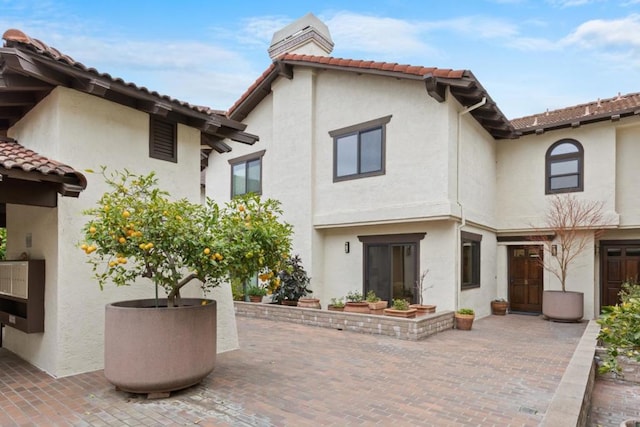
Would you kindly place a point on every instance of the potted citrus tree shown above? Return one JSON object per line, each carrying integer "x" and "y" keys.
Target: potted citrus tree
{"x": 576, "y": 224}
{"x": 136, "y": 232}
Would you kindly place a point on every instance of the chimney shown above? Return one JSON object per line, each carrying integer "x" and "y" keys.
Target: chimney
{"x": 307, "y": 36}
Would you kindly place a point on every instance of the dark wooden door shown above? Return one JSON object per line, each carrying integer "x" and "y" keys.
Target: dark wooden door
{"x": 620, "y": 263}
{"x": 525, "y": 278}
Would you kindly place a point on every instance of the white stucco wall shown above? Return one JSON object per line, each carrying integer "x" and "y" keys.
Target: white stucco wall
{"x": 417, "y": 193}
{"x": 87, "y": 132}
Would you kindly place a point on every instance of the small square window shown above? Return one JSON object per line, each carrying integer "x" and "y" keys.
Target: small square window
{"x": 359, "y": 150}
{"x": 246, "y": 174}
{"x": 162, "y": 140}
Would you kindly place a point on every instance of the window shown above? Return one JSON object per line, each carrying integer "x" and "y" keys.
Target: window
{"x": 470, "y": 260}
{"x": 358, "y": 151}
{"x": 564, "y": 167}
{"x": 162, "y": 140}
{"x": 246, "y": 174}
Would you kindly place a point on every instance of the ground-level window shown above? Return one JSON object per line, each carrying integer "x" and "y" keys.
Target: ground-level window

--------

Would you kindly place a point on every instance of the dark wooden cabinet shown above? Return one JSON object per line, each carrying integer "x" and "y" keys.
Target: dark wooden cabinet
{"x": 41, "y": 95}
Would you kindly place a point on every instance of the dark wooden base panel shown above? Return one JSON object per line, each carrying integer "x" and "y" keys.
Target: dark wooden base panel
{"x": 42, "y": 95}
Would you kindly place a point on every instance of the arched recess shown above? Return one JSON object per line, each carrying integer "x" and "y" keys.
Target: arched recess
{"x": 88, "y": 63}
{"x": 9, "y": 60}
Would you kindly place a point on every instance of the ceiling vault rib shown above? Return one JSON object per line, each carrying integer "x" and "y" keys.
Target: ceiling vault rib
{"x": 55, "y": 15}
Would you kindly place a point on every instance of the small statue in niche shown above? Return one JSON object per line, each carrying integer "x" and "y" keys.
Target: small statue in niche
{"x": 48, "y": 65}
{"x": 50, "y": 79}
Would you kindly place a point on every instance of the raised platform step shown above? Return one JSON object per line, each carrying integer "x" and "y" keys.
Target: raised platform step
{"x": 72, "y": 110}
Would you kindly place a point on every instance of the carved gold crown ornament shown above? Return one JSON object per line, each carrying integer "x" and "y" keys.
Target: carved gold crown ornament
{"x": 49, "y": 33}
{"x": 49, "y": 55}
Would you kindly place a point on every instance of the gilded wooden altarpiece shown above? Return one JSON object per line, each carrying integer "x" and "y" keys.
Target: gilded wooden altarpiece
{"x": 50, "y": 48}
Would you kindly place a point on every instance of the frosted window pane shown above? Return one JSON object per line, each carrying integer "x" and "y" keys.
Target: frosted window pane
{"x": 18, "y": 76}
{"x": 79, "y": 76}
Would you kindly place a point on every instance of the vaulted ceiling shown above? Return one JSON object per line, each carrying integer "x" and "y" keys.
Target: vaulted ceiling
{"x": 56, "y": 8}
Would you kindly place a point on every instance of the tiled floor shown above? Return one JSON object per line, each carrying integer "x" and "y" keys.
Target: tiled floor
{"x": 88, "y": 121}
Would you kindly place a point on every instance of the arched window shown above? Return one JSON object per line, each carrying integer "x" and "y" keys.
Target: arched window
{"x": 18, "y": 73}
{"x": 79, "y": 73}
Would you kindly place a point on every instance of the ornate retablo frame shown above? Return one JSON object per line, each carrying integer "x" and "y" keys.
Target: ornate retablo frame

--------

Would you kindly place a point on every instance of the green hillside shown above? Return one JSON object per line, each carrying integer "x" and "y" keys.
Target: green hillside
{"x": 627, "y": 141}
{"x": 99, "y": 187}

--------

Goal: Count the lines in the data above that contain the word "altarpiece", treating uppercase and lowercase letters as different. Reply with the number only.

Answer below: 2